Raw records
= = =
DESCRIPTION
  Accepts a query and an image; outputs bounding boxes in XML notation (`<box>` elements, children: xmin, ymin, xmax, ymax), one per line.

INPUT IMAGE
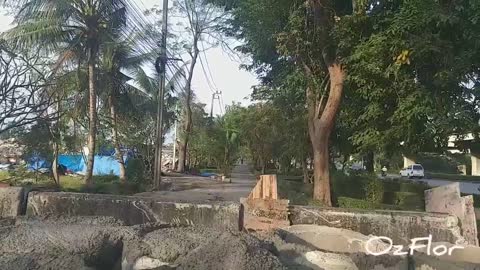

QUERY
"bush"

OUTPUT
<box><xmin>383</xmin><ymin>179</ymin><xmax>430</xmax><ymax>195</ymax></box>
<box><xmin>365</xmin><ymin>178</ymin><xmax>384</xmax><ymax>203</ymax></box>
<box><xmin>383</xmin><ymin>191</ymin><xmax>425</xmax><ymax>211</ymax></box>
<box><xmin>126</xmin><ymin>158</ymin><xmax>148</xmax><ymax>185</ymax></box>
<box><xmin>332</xmin><ymin>172</ymin><xmax>368</xmax><ymax>199</ymax></box>
<box><xmin>425</xmin><ymin>173</ymin><xmax>480</xmax><ymax>182</ymax></box>
<box><xmin>416</xmin><ymin>153</ymin><xmax>459</xmax><ymax>174</ymax></box>
<box><xmin>338</xmin><ymin>197</ymin><xmax>400</xmax><ymax>210</ymax></box>
<box><xmin>394</xmin><ymin>192</ymin><xmax>425</xmax><ymax>211</ymax></box>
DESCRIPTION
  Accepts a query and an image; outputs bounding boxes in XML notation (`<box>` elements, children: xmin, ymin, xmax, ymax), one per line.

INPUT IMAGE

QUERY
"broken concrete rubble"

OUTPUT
<box><xmin>425</xmin><ymin>182</ymin><xmax>478</xmax><ymax>246</ymax></box>
<box><xmin>0</xmin><ymin>217</ymin><xmax>283</xmax><ymax>270</ymax></box>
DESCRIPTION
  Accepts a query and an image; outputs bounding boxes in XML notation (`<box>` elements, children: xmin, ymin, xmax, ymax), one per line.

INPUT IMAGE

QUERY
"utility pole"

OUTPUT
<box><xmin>210</xmin><ymin>91</ymin><xmax>222</xmax><ymax>119</ymax></box>
<box><xmin>153</xmin><ymin>0</ymin><xmax>168</xmax><ymax>190</ymax></box>
<box><xmin>172</xmin><ymin>104</ymin><xmax>177</xmax><ymax>170</ymax></box>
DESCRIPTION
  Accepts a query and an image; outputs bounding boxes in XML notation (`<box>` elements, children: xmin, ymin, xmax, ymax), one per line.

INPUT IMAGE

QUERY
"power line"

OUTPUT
<box><xmin>198</xmin><ymin>48</ymin><xmax>216</xmax><ymax>93</ymax></box>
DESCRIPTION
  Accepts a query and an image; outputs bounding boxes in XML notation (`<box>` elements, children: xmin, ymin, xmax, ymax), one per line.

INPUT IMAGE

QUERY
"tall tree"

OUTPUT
<box><xmin>5</xmin><ymin>0</ymin><xmax>134</xmax><ymax>186</ymax></box>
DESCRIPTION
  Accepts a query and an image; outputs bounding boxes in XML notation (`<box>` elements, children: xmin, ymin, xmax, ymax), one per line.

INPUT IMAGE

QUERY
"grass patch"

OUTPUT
<box><xmin>200</xmin><ymin>168</ymin><xmax>220</xmax><ymax>174</ymax></box>
<box><xmin>277</xmin><ymin>172</ymin><xmax>428</xmax><ymax>211</ymax></box>
<box><xmin>0</xmin><ymin>171</ymin><xmax>10</xmax><ymax>182</ymax></box>
<box><xmin>338</xmin><ymin>197</ymin><xmax>402</xmax><ymax>210</ymax></box>
<box><xmin>425</xmin><ymin>173</ymin><xmax>480</xmax><ymax>182</ymax></box>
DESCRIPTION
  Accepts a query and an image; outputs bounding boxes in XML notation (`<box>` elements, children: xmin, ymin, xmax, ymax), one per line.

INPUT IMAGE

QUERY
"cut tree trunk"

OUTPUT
<box><xmin>109</xmin><ymin>93</ymin><xmax>127</xmax><ymax>183</ymax></box>
<box><xmin>365</xmin><ymin>151</ymin><xmax>375</xmax><ymax>172</ymax></box>
<box><xmin>85</xmin><ymin>52</ymin><xmax>97</xmax><ymax>187</ymax></box>
<box><xmin>305</xmin><ymin>62</ymin><xmax>345</xmax><ymax>206</ymax></box>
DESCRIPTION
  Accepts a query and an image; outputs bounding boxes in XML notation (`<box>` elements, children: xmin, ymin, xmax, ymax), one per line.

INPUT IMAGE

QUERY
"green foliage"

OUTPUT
<box><xmin>425</xmin><ymin>173</ymin><xmax>480</xmax><ymax>182</ymax></box>
<box><xmin>365</xmin><ymin>178</ymin><xmax>384</xmax><ymax>203</ymax></box>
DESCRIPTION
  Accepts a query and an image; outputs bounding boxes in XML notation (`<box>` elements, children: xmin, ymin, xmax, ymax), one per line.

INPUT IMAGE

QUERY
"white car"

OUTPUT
<box><xmin>400</xmin><ymin>164</ymin><xmax>425</xmax><ymax>178</ymax></box>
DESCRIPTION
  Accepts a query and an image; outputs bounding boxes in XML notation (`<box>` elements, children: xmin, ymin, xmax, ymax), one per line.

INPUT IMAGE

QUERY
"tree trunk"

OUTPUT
<box><xmin>177</xmin><ymin>43</ymin><xmax>199</xmax><ymax>172</ymax></box>
<box><xmin>304</xmin><ymin>62</ymin><xmax>345</xmax><ymax>206</ymax></box>
<box><xmin>177</xmin><ymin>139</ymin><xmax>188</xmax><ymax>172</ymax></box>
<box><xmin>52</xmin><ymin>138</ymin><xmax>60</xmax><ymax>186</ymax></box>
<box><xmin>302</xmin><ymin>158</ymin><xmax>310</xmax><ymax>184</ymax></box>
<box><xmin>365</xmin><ymin>151</ymin><xmax>375</xmax><ymax>172</ymax></box>
<box><xmin>85</xmin><ymin>53</ymin><xmax>97</xmax><ymax>187</ymax></box>
<box><xmin>109</xmin><ymin>94</ymin><xmax>127</xmax><ymax>184</ymax></box>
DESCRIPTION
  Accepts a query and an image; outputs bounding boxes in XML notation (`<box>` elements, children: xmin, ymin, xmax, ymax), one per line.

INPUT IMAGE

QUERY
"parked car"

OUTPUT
<box><xmin>400</xmin><ymin>164</ymin><xmax>425</xmax><ymax>179</ymax></box>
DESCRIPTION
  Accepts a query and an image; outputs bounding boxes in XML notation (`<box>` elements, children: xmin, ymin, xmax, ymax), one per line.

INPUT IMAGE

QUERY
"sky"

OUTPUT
<box><xmin>0</xmin><ymin>0</ymin><xmax>258</xmax><ymax>115</ymax></box>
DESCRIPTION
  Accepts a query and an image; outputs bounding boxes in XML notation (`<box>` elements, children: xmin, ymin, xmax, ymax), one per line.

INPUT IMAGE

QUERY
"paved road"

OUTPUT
<box><xmin>380</xmin><ymin>174</ymin><xmax>480</xmax><ymax>194</ymax></box>
<box><xmin>136</xmin><ymin>165</ymin><xmax>256</xmax><ymax>202</ymax></box>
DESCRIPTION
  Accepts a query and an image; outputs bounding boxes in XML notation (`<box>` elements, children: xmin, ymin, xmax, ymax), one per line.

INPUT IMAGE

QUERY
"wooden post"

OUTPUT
<box><xmin>249</xmin><ymin>174</ymin><xmax>278</xmax><ymax>200</ymax></box>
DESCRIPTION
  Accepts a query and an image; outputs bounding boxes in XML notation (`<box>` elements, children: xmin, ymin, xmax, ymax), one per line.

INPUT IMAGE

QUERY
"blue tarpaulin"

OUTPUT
<box><xmin>28</xmin><ymin>155</ymin><xmax>127</xmax><ymax>176</ymax></box>
<box><xmin>58</xmin><ymin>155</ymin><xmax>85</xmax><ymax>172</ymax></box>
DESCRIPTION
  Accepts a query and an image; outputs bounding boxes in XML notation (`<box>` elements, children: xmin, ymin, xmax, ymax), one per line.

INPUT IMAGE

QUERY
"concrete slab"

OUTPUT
<box><xmin>27</xmin><ymin>192</ymin><xmax>240</xmax><ymax>230</ymax></box>
<box><xmin>289</xmin><ymin>205</ymin><xmax>464</xmax><ymax>244</ymax></box>
<box><xmin>425</xmin><ymin>182</ymin><xmax>478</xmax><ymax>246</ymax></box>
<box><xmin>280</xmin><ymin>225</ymin><xmax>389</xmax><ymax>254</ymax></box>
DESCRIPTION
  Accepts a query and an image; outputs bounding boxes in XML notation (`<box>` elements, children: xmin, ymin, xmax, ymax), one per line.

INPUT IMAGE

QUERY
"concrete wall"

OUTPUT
<box><xmin>471</xmin><ymin>155</ymin><xmax>480</xmax><ymax>175</ymax></box>
<box><xmin>27</xmin><ymin>192</ymin><xmax>240</xmax><ymax>230</ymax></box>
<box><xmin>290</xmin><ymin>206</ymin><xmax>464</xmax><ymax>244</ymax></box>
<box><xmin>425</xmin><ymin>182</ymin><xmax>478</xmax><ymax>246</ymax></box>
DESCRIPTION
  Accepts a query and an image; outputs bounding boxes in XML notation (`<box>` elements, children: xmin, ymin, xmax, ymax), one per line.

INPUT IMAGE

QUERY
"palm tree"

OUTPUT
<box><xmin>4</xmin><ymin>0</ymin><xmax>130</xmax><ymax>186</ymax></box>
<box><xmin>100</xmin><ymin>33</ymin><xmax>157</xmax><ymax>183</ymax></box>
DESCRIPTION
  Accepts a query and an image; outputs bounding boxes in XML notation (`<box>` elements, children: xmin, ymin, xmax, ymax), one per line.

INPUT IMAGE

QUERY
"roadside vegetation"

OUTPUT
<box><xmin>0</xmin><ymin>0</ymin><xmax>480</xmax><ymax>205</ymax></box>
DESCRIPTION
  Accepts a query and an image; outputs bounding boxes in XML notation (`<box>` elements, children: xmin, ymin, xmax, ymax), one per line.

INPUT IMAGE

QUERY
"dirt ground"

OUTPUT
<box><xmin>135</xmin><ymin>165</ymin><xmax>256</xmax><ymax>202</ymax></box>
<box><xmin>0</xmin><ymin>217</ymin><xmax>285</xmax><ymax>270</ymax></box>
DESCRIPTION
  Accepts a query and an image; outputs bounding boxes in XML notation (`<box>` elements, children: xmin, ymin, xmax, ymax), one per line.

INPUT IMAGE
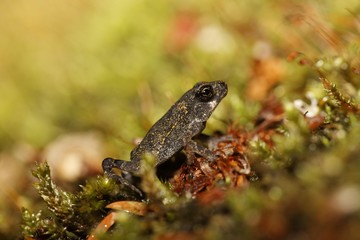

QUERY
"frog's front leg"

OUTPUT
<box><xmin>102</xmin><ymin>158</ymin><xmax>144</xmax><ymax>197</ymax></box>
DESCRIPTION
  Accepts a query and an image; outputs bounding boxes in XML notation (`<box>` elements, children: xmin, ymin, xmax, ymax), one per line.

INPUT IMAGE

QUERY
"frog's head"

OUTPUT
<box><xmin>188</xmin><ymin>81</ymin><xmax>227</xmax><ymax>122</ymax></box>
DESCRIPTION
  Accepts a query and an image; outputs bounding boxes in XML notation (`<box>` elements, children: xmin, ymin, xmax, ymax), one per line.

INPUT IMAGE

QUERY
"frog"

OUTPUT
<box><xmin>102</xmin><ymin>81</ymin><xmax>228</xmax><ymax>196</ymax></box>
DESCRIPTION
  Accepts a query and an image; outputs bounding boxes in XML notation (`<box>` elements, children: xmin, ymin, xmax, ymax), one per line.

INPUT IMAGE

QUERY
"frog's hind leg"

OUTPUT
<box><xmin>102</xmin><ymin>158</ymin><xmax>144</xmax><ymax>197</ymax></box>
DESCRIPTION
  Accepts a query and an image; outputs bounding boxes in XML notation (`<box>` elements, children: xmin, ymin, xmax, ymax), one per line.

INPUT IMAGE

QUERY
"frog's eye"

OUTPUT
<box><xmin>195</xmin><ymin>85</ymin><xmax>214</xmax><ymax>102</ymax></box>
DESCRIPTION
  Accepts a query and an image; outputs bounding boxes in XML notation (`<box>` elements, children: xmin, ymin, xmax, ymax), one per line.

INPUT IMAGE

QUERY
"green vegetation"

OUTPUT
<box><xmin>0</xmin><ymin>0</ymin><xmax>360</xmax><ymax>239</ymax></box>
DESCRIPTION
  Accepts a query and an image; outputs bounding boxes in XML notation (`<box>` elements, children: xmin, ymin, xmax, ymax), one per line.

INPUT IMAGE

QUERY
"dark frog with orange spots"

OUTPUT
<box><xmin>102</xmin><ymin>81</ymin><xmax>227</xmax><ymax>195</ymax></box>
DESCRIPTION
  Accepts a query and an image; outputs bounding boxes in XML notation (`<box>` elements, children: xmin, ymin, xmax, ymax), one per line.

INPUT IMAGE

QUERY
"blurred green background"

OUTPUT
<box><xmin>0</xmin><ymin>0</ymin><xmax>360</xmax><ymax>236</ymax></box>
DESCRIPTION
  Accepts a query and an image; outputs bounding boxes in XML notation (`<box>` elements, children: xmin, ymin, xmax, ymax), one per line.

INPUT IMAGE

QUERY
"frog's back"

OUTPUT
<box><xmin>130</xmin><ymin>82</ymin><xmax>227</xmax><ymax>167</ymax></box>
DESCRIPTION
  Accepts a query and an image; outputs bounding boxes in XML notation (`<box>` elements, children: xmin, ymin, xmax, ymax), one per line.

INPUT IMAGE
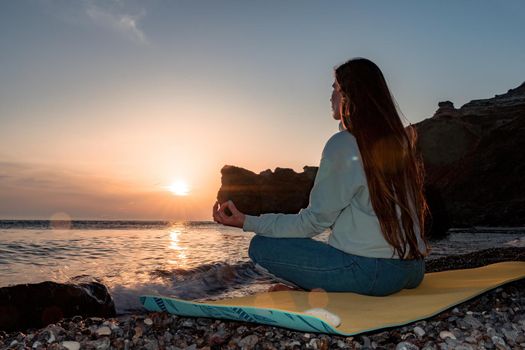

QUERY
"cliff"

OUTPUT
<box><xmin>217</xmin><ymin>82</ymin><xmax>525</xmax><ymax>237</ymax></box>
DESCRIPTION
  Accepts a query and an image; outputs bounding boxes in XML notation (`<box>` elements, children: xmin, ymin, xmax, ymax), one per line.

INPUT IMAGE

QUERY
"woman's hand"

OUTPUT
<box><xmin>213</xmin><ymin>201</ymin><xmax>245</xmax><ymax>228</ymax></box>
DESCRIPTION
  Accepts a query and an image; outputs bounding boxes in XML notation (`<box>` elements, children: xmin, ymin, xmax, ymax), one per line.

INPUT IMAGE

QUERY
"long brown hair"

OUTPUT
<box><xmin>335</xmin><ymin>58</ymin><xmax>430</xmax><ymax>259</ymax></box>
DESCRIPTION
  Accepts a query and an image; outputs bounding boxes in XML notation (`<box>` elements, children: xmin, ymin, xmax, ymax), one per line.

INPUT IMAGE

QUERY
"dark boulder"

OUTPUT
<box><xmin>217</xmin><ymin>83</ymin><xmax>525</xmax><ymax>234</ymax></box>
<box><xmin>0</xmin><ymin>281</ymin><xmax>116</xmax><ymax>331</ymax></box>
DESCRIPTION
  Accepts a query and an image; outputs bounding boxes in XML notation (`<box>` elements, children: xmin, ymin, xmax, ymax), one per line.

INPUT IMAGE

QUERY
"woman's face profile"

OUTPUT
<box><xmin>330</xmin><ymin>80</ymin><xmax>341</xmax><ymax>120</ymax></box>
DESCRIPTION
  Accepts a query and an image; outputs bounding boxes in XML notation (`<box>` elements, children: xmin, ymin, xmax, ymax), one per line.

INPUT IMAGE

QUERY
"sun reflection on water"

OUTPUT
<box><xmin>168</xmin><ymin>229</ymin><xmax>188</xmax><ymax>266</ymax></box>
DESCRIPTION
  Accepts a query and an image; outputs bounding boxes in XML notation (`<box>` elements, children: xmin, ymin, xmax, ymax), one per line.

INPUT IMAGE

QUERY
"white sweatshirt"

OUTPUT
<box><xmin>242</xmin><ymin>122</ymin><xmax>425</xmax><ymax>259</ymax></box>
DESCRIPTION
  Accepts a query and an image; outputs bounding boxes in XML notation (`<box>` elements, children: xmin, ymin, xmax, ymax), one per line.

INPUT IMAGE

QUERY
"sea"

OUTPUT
<box><xmin>0</xmin><ymin>220</ymin><xmax>525</xmax><ymax>314</ymax></box>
= = =
- [GIVEN REQUEST]:
Pull out every line in the listing above that contains the word "dark", and reproduce each of those lines in full.

- [SOLUTION TO THIS EXERCISE]:
"dark frog with orange spots"
"dark boulder"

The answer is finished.